_Data listing_

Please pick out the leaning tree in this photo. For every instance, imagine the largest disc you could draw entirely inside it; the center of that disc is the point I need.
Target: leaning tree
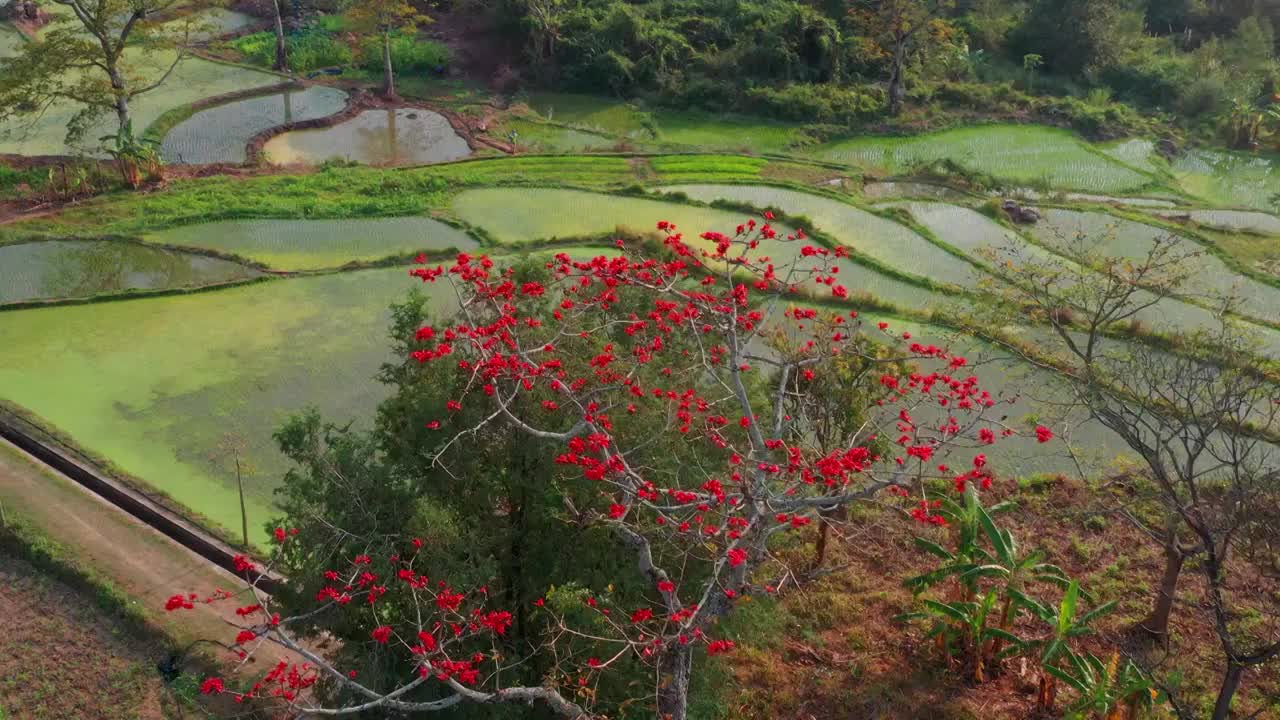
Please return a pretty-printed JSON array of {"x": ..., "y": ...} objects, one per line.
[
  {"x": 664, "y": 379},
  {"x": 1200, "y": 409},
  {"x": 95, "y": 55}
]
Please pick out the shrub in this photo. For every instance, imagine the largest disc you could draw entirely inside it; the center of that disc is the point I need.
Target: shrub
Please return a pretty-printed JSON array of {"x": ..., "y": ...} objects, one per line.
[
  {"x": 817, "y": 103},
  {"x": 309, "y": 49},
  {"x": 407, "y": 54}
]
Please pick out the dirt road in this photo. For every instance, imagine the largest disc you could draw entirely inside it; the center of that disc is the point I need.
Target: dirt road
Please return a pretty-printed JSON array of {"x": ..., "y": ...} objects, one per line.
[{"x": 142, "y": 563}]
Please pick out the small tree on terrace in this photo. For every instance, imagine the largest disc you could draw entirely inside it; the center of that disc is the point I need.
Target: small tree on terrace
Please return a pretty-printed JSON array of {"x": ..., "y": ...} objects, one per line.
[
  {"x": 900, "y": 27},
  {"x": 385, "y": 18},
  {"x": 1205, "y": 425},
  {"x": 666, "y": 382},
  {"x": 92, "y": 58}
]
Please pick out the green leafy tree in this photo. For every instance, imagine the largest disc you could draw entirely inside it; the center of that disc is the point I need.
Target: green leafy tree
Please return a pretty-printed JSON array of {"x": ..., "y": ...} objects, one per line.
[
  {"x": 385, "y": 18},
  {"x": 900, "y": 27},
  {"x": 1080, "y": 36},
  {"x": 91, "y": 57}
]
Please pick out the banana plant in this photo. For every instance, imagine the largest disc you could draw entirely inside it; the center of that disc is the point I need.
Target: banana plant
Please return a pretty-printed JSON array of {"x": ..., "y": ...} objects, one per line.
[
  {"x": 1107, "y": 691},
  {"x": 964, "y": 629},
  {"x": 1004, "y": 564},
  {"x": 1066, "y": 624},
  {"x": 967, "y": 523},
  {"x": 132, "y": 155}
]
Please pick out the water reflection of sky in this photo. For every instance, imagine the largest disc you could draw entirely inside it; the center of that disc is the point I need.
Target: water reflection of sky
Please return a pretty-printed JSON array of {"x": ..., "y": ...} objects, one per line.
[{"x": 405, "y": 136}]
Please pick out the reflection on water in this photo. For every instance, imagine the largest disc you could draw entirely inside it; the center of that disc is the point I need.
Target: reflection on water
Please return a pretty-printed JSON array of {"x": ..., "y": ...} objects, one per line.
[
  {"x": 220, "y": 133},
  {"x": 74, "y": 268},
  {"x": 375, "y": 137}
]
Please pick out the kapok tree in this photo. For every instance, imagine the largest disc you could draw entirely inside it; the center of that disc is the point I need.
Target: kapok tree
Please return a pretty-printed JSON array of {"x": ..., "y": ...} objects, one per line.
[{"x": 698, "y": 351}]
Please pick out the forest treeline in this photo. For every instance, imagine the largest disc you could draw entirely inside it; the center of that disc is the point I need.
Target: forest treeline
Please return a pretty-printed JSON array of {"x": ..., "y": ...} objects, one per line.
[{"x": 1096, "y": 64}]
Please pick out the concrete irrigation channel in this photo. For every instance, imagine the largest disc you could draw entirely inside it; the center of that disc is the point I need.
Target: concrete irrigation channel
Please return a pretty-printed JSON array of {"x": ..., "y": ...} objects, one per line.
[{"x": 177, "y": 528}]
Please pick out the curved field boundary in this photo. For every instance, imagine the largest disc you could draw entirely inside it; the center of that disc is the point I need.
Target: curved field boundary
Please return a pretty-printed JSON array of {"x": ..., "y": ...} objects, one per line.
[
  {"x": 359, "y": 101},
  {"x": 136, "y": 504}
]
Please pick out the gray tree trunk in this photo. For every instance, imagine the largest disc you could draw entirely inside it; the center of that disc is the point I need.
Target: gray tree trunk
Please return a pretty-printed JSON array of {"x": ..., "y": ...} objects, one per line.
[
  {"x": 1230, "y": 683},
  {"x": 388, "y": 72},
  {"x": 675, "y": 666},
  {"x": 282, "y": 57},
  {"x": 1157, "y": 623},
  {"x": 896, "y": 81},
  {"x": 122, "y": 99}
]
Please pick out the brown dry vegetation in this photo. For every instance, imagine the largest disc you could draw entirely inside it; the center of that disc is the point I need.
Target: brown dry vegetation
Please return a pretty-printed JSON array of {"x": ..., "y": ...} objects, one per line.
[
  {"x": 835, "y": 650},
  {"x": 63, "y": 657}
]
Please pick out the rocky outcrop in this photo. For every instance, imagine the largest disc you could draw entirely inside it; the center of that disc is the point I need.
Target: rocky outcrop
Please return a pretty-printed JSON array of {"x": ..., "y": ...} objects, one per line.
[{"x": 1020, "y": 214}]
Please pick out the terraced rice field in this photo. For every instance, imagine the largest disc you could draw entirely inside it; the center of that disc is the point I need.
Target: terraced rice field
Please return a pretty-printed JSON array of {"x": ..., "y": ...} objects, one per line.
[
  {"x": 158, "y": 384},
  {"x": 220, "y": 135},
  {"x": 1127, "y": 238},
  {"x": 1014, "y": 154},
  {"x": 1229, "y": 178},
  {"x": 545, "y": 137},
  {"x": 664, "y": 128},
  {"x": 978, "y": 236},
  {"x": 74, "y": 268},
  {"x": 405, "y": 136},
  {"x": 1136, "y": 153},
  {"x": 520, "y": 215},
  {"x": 311, "y": 245},
  {"x": 910, "y": 190},
  {"x": 894, "y": 245},
  {"x": 193, "y": 80},
  {"x": 1233, "y": 220}
]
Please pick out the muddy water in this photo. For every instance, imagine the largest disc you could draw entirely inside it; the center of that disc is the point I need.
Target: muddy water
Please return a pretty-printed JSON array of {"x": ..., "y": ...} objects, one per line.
[
  {"x": 219, "y": 133},
  {"x": 405, "y": 136}
]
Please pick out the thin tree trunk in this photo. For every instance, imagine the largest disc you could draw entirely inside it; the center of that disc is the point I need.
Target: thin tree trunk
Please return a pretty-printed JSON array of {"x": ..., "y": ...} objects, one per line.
[
  {"x": 675, "y": 666},
  {"x": 282, "y": 57},
  {"x": 240, "y": 484},
  {"x": 122, "y": 99},
  {"x": 1230, "y": 683},
  {"x": 1157, "y": 623},
  {"x": 388, "y": 72},
  {"x": 896, "y": 89}
]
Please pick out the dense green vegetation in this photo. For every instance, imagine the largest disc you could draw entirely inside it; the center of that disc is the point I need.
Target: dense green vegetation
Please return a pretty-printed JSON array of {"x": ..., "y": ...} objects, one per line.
[{"x": 1082, "y": 62}]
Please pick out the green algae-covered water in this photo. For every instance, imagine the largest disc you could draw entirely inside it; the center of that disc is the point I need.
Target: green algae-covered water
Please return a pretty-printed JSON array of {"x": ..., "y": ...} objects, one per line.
[
  {"x": 311, "y": 245},
  {"x": 76, "y": 268}
]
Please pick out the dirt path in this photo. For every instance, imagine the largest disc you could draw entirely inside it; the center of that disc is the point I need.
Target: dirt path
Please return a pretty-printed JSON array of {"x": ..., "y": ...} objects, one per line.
[{"x": 142, "y": 563}]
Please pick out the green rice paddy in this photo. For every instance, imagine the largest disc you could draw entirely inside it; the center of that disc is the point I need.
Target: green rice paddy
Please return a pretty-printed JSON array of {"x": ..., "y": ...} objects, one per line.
[
  {"x": 894, "y": 245},
  {"x": 666, "y": 128},
  {"x": 312, "y": 245},
  {"x": 74, "y": 268},
  {"x": 1235, "y": 220},
  {"x": 1128, "y": 238},
  {"x": 158, "y": 384},
  {"x": 976, "y": 233},
  {"x": 1229, "y": 178},
  {"x": 1015, "y": 154},
  {"x": 10, "y": 40},
  {"x": 520, "y": 215},
  {"x": 193, "y": 80}
]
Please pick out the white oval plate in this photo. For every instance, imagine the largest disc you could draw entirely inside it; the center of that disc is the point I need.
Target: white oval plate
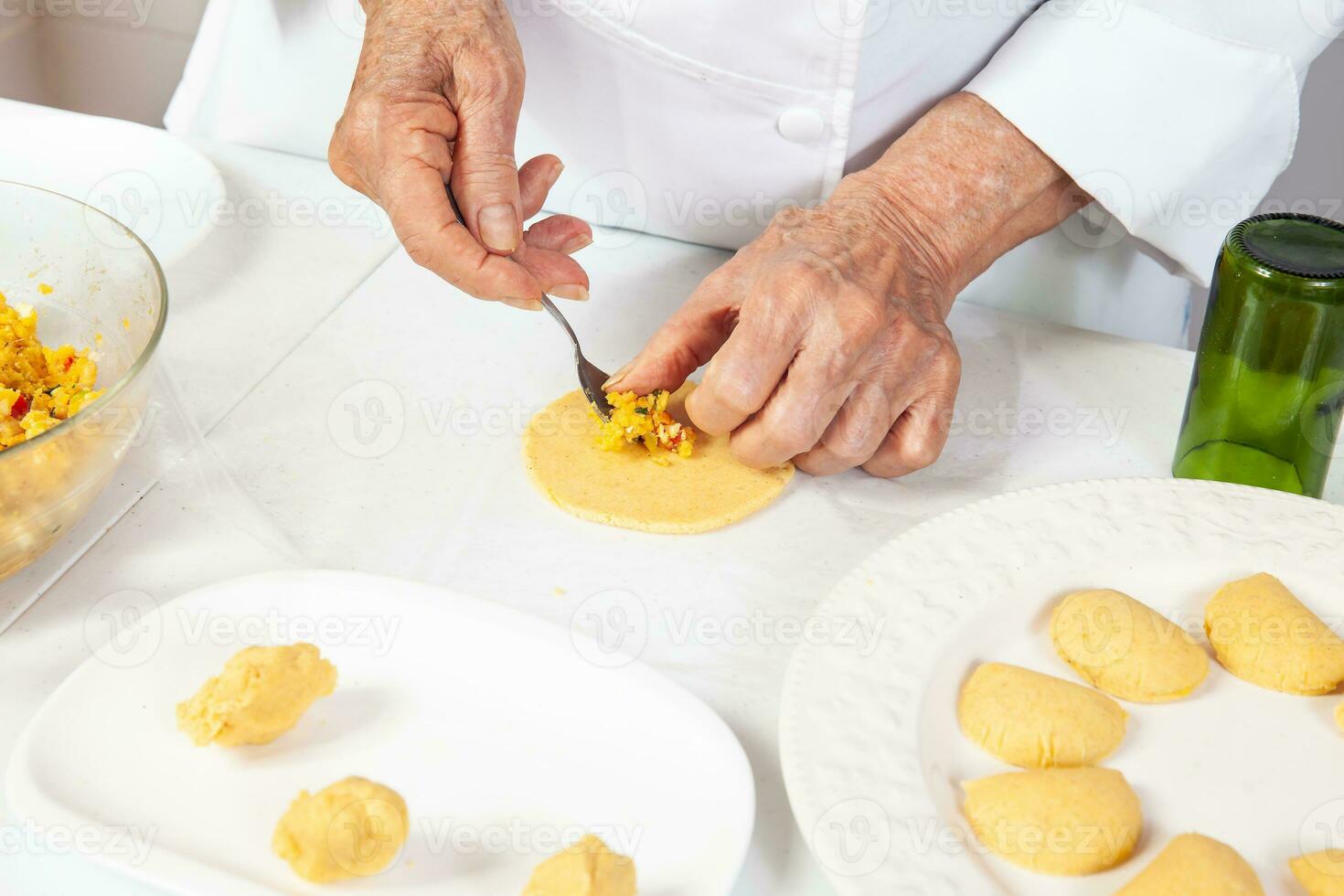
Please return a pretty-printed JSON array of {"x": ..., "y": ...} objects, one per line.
[
  {"x": 145, "y": 177},
  {"x": 500, "y": 733},
  {"x": 872, "y": 756}
]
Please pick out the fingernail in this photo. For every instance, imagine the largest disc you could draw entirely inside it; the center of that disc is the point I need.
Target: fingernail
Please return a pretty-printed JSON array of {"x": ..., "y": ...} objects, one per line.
[
  {"x": 615, "y": 378},
  {"x": 499, "y": 228},
  {"x": 571, "y": 291},
  {"x": 577, "y": 243}
]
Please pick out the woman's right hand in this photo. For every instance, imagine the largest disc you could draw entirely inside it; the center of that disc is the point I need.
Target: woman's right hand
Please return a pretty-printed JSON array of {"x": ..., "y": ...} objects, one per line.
[{"x": 436, "y": 101}]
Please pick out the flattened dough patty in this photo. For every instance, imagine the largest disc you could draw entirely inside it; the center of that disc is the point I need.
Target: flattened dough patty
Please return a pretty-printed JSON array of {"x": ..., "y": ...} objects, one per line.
[
  {"x": 707, "y": 491},
  {"x": 1263, "y": 633},
  {"x": 1125, "y": 647},
  {"x": 1035, "y": 720},
  {"x": 1055, "y": 821}
]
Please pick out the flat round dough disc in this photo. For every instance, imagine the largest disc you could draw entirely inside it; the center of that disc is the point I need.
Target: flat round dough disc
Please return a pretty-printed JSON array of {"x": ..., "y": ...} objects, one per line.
[{"x": 629, "y": 489}]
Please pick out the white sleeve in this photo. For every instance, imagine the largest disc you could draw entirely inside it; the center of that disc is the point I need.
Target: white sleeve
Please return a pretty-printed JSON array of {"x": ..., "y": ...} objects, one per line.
[{"x": 1175, "y": 114}]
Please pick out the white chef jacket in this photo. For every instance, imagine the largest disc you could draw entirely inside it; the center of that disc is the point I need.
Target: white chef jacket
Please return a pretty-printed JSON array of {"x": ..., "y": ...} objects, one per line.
[{"x": 698, "y": 119}]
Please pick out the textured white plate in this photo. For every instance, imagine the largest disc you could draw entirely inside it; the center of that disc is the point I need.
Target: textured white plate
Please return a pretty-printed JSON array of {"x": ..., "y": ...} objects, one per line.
[
  {"x": 504, "y": 733},
  {"x": 145, "y": 177},
  {"x": 871, "y": 752}
]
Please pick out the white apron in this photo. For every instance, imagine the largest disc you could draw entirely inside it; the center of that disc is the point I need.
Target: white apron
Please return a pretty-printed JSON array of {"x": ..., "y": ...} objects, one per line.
[{"x": 699, "y": 119}]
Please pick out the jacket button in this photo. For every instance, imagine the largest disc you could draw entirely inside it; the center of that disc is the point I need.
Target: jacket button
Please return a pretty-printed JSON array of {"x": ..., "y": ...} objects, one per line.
[{"x": 801, "y": 125}]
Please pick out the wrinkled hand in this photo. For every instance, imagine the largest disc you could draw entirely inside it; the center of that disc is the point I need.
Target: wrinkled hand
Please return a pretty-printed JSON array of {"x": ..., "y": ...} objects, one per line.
[
  {"x": 824, "y": 336},
  {"x": 828, "y": 347},
  {"x": 436, "y": 100}
]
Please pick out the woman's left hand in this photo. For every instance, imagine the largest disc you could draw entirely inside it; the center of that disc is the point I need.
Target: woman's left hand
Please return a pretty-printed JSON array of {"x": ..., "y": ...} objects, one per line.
[{"x": 824, "y": 336}]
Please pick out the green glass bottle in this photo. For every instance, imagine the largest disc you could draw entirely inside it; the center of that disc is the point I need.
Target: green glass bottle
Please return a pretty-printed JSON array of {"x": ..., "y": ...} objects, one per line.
[{"x": 1267, "y": 389}]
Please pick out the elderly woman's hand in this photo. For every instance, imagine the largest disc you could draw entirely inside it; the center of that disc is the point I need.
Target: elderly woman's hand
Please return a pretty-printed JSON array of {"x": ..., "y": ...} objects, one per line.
[
  {"x": 824, "y": 337},
  {"x": 436, "y": 100}
]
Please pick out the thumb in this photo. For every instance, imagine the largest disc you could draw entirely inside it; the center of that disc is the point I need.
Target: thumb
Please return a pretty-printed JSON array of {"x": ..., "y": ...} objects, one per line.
[
  {"x": 484, "y": 174},
  {"x": 686, "y": 341}
]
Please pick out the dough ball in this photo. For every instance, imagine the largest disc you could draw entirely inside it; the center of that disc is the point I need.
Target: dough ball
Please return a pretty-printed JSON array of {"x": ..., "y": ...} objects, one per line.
[
  {"x": 707, "y": 491},
  {"x": 1264, "y": 635},
  {"x": 1320, "y": 873},
  {"x": 354, "y": 827},
  {"x": 1055, "y": 821},
  {"x": 261, "y": 693},
  {"x": 1126, "y": 647},
  {"x": 1195, "y": 865},
  {"x": 1034, "y": 720},
  {"x": 588, "y": 868}
]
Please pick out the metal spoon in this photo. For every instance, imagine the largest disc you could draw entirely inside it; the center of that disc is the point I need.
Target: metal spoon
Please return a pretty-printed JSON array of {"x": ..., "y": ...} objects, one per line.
[{"x": 591, "y": 377}]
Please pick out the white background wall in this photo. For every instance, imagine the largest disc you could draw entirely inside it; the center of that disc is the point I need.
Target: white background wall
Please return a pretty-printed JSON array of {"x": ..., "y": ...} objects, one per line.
[{"x": 123, "y": 58}]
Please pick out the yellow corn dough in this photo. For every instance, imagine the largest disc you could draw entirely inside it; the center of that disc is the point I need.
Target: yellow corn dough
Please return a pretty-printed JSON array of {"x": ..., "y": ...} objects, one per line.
[
  {"x": 354, "y": 827},
  {"x": 1320, "y": 873},
  {"x": 1125, "y": 647},
  {"x": 632, "y": 489},
  {"x": 1034, "y": 720},
  {"x": 261, "y": 693},
  {"x": 1055, "y": 821},
  {"x": 1195, "y": 865},
  {"x": 1264, "y": 635},
  {"x": 588, "y": 868}
]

_Given task_
From the line holding "Please pick out the metal" down to the final line above, quote every line exactly and only those lines.

_Result of this task_
Please pick out the metal spoon in this photo. For every instance, imagine the largest disc you could draw entirely inside it; the center of that disc is the point I need.
Target: metal spoon
Please return a pretty-printed JSON array of {"x": ..., "y": ...} objects, one per line.
[{"x": 591, "y": 377}]
Please pick out the white background wall in this photo. For every instance, imagine the largest disc you could draw entirely inside it; the center of that disc is the point I need.
Target: white background wall
Please return a pretty-printed JSON array of {"x": ..., "y": ...} objects, one per line.
[{"x": 123, "y": 58}]
Please pick out the yellow corn dough in this photo. For every instance, imagine the largest disc you could draw entirely inside it; the center of that disc is the point I need.
Target: yellow corn dough
Please return a pretty-printed JSON array of {"x": ..., "y": ...} objects, one per line.
[
  {"x": 354, "y": 827},
  {"x": 1320, "y": 873},
  {"x": 1125, "y": 647},
  {"x": 632, "y": 489},
  {"x": 1034, "y": 720},
  {"x": 261, "y": 693},
  {"x": 1055, "y": 821},
  {"x": 1195, "y": 865},
  {"x": 1264, "y": 635},
  {"x": 588, "y": 868}
]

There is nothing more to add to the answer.